Set task: Rewrite all of the records below, putting "Located points" wherever "Pointer output" appears and leaving everything else unchanged.

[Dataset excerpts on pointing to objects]
··········
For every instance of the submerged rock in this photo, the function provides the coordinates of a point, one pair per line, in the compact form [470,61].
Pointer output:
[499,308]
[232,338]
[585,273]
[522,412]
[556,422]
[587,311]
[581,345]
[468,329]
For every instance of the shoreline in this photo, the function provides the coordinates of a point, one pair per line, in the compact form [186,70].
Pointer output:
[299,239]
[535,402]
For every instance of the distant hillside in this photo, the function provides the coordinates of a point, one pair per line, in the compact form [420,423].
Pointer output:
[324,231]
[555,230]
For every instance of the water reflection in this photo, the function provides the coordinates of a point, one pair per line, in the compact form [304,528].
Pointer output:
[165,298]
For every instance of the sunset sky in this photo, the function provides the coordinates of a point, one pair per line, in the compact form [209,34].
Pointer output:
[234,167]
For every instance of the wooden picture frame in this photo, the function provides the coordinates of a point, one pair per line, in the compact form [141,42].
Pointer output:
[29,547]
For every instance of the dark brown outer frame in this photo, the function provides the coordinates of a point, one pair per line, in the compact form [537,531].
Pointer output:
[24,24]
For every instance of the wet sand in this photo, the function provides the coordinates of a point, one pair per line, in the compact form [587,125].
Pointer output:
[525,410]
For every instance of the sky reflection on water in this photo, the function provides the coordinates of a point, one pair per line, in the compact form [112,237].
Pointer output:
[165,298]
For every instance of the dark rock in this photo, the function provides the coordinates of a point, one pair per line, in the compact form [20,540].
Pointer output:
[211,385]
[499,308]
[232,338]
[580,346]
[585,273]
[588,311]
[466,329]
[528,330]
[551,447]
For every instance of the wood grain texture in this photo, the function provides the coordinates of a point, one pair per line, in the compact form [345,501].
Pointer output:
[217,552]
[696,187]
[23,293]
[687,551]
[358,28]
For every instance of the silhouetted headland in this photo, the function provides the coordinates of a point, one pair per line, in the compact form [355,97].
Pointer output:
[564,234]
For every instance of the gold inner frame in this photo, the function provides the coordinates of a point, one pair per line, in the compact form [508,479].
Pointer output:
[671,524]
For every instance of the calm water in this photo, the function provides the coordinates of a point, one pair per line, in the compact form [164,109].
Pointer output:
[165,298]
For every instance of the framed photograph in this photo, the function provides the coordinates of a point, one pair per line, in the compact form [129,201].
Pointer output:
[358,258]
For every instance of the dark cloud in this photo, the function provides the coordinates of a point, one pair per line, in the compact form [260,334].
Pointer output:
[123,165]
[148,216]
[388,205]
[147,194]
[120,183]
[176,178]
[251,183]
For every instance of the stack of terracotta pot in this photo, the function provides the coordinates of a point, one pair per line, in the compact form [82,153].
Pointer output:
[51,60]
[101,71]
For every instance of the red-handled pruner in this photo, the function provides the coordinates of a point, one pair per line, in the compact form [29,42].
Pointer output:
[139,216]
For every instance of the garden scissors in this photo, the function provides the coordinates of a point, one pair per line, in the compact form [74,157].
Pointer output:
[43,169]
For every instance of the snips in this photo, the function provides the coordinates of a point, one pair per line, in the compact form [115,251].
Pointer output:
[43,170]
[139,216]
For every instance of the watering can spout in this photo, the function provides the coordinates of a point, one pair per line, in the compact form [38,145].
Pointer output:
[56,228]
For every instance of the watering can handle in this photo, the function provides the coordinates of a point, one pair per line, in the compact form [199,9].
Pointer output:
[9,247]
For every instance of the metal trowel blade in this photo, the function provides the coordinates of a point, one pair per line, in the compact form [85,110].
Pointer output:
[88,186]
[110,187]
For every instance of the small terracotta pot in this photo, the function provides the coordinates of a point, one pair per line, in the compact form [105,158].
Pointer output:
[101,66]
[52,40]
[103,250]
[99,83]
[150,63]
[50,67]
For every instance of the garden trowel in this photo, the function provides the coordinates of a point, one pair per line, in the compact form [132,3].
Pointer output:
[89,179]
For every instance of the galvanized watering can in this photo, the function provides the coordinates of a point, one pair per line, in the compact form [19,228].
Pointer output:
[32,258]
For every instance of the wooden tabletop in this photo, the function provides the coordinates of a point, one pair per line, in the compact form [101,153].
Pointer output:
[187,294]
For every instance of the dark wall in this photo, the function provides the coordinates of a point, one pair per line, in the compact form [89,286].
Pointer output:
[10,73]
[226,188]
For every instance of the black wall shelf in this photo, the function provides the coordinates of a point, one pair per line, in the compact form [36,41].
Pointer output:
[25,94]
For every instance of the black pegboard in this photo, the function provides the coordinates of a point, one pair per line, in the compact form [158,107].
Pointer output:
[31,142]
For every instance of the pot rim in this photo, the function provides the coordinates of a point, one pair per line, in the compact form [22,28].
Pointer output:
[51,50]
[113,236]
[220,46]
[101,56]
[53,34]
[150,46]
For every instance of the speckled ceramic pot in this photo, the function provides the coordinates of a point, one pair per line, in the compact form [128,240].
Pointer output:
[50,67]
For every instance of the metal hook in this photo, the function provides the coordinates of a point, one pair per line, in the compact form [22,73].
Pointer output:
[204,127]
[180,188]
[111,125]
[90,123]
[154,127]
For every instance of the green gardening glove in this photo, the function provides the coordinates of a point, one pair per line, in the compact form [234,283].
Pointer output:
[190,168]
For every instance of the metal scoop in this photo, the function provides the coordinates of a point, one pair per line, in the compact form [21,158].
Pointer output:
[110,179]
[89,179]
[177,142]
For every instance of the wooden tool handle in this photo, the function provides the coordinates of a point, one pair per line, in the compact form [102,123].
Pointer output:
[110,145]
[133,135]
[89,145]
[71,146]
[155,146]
··········
Task result:
For every instance of the submerged rock in this photo, the function provides the coordinates of a point, one pair per line, in the compact form [470,61].
Located points:
[499,308]
[232,338]
[585,273]
[522,412]
[556,422]
[587,311]
[581,345]
[468,329]
For every instance of the shoreline in this photo, the function provides the coordinates of a point, one pair per line, in the compact form [186,70].
Located points:
[299,239]
[535,402]
For every instance of the distant hillside in this photo, the function provides the coordinates of a point, one pair per line, in the compact form [420,423].
Located points:
[324,231]
[555,230]
For every instance of the water reflection in this photo, the function provides the coordinates of a point, one pair per line, in the compact form [304,528].
Located points:
[165,298]
For every instance of the sunset sky in this photo, the function provides the coordinates of a point, one pair per line, in the compact form [209,34].
Located points:
[234,167]
For every instance of the wooden picture frame in this photo, the function provides the coordinates of a point, one pair per line, in the compact form [141,42].
Located points:
[29,547]
For every instance of the dark brown outer frame in this photo, the function provides the coordinates of a point, one pair per line, in the compact form [537,531].
Located points:
[24,24]
For every instance of the wet sand in this photo, the function provides the coordinates of a point, one pair per line, in the compact form [587,125].
Located points:
[525,410]
For every instance of the sky reflection on water in this photo, the function provides the coordinates of a point, one pair per line, in the compact form [112,237].
Located points:
[165,298]
For every instance of the dark rock in this photo, the function provides the coordinates of a point, one pair per line, in the compact form [20,540].
Located points:
[211,385]
[499,308]
[232,338]
[580,346]
[585,273]
[588,311]
[466,329]
[528,330]
[551,447]
For every instance of the wood grain texture in this photo, the function provides the coordinates of a point, one pair per line, in the compact form [345,501].
Located points:
[217,552]
[696,187]
[23,293]
[687,551]
[358,28]
For every instance of the silhouetted headland in this photo, the function provides the coordinates of a point, one pair per line, in the compact form [355,97].
Located points:
[564,234]
For every instance of the gold inner frame in this photo, the function provides the coordinates of a point, one pair per line, in the compact form [508,479].
Located points:
[671,524]
For every instance of the calm water in this photo, the function provides the coordinates of a point, one pair per line, in the compact form [164,109].
Located points:
[165,298]
For every instance of the framed photograph in this photo, the function provides the coordinates of a point, one pair per line, in the compact form [129,201].
Located points:
[358,258]
For every instance of the dark cloud in this photo, the function provides the coordinates of a point, one pair per line, in the compact form [260,334].
Located points:
[123,165]
[148,216]
[388,205]
[147,194]
[120,183]
[176,178]
[251,183]
For every instance of the stack of terracotta pot in this photo, the function provides the coordinates of a point, one pair per line, in the compact form [82,153].
Located points:
[51,60]
[101,71]
For every instance of the red-handled pruner in this photo, the function provides the coordinates of a point, one pair per line, in the compact form [29,42].
Located points:
[139,216]
For every instance of the garden scissors in this photo, the function provides the coordinates of a point, one pair per line, in the compact form [74,157].
Located points:
[43,169]
For every instance of the snips in this photo, the function provides the coordinates of a point, one pair per line, in the compact form [115,251].
Located points:
[43,170]
[139,216]
For every instance of the watering can spout in this photo, the function provides the coordinates of a point, one pair per line, in the compact form [38,145].
Located points:
[56,228]
For every instance of the watering can handle in this photo, the function provides the coordinates of a point, one pair per line, in the compact form [199,9].
Located points:
[9,247]
For every instance of the metal trowel blade in this photo, the function provides the coordinates of a point, one pair per line, in the compact form [85,110].
Located points:
[88,186]
[110,187]
For every instance of the small terracotta pot in this photo, the function provides the coordinates of a point, one pair per line, in the compact form [105,158].
Located points:
[101,66]
[52,40]
[103,250]
[99,83]
[150,63]
[50,67]
For every instance of the garden trowel in this photo, the function provides the coordinates of a point, one pair per line, in the compact form [132,3].
Located points:
[89,179]
For every instance of the galvanized watering can in this photo, the function provides the coordinates of a point, one pair per line, in the compact form [19,228].
Located points:
[32,258]
For every instance of the wooden tabletop in this photo, the function provides the coordinates of a point, one pair per line, in the compact form [101,153].
Located points:
[187,294]
For every instance of the dark wall in this photo, the function provides the coordinates of a point, one pair per line, in the compact form [89,286].
Located points:
[10,73]
[226,188]
For every instance of the black wall shelf in this photo, the function provides the coordinates of a point, one pair per line, in the compact form [36,41].
Located points:
[25,94]
For every instance of the black pegboard in this photo, the function provides the coordinates of a point, one pair per line, in the compact form [158,107].
Located points:
[31,142]
For every instance of the pot rim in this photo, the function provides the coordinates of a point, one pair per line, in the compact form [22,28].
Located points:
[51,50]
[113,236]
[220,46]
[101,56]
[53,34]
[150,46]
For every instance of the speckled ceramic pot in this photo, the function provides the coordinates of a point, one pair per line, in the compact form [128,240].
Located points:
[50,67]
For every instance of the metal hook in this photo, the function provides the coordinates of a point, one pair per line, in the compact form [22,73].
Located points:
[204,127]
[180,188]
[111,125]
[90,123]
[154,127]
For every instance of the green gardening glove in this photo, the function provides the coordinates of a point, one pair per line, in the compact form [234,283].
Located points:
[190,168]
For every instance of the metal scoop in this photo, the function provides the coordinates of a point, one pair per line, in the compact form [21,158].
Located points:
[110,179]
[89,179]
[177,142]
For every instance of the wooden tool handle in this photo, the function provides the coordinates of a point, one pair per line, in the compact form [102,123].
Located points:
[110,145]
[133,135]
[89,145]
[71,146]
[155,146]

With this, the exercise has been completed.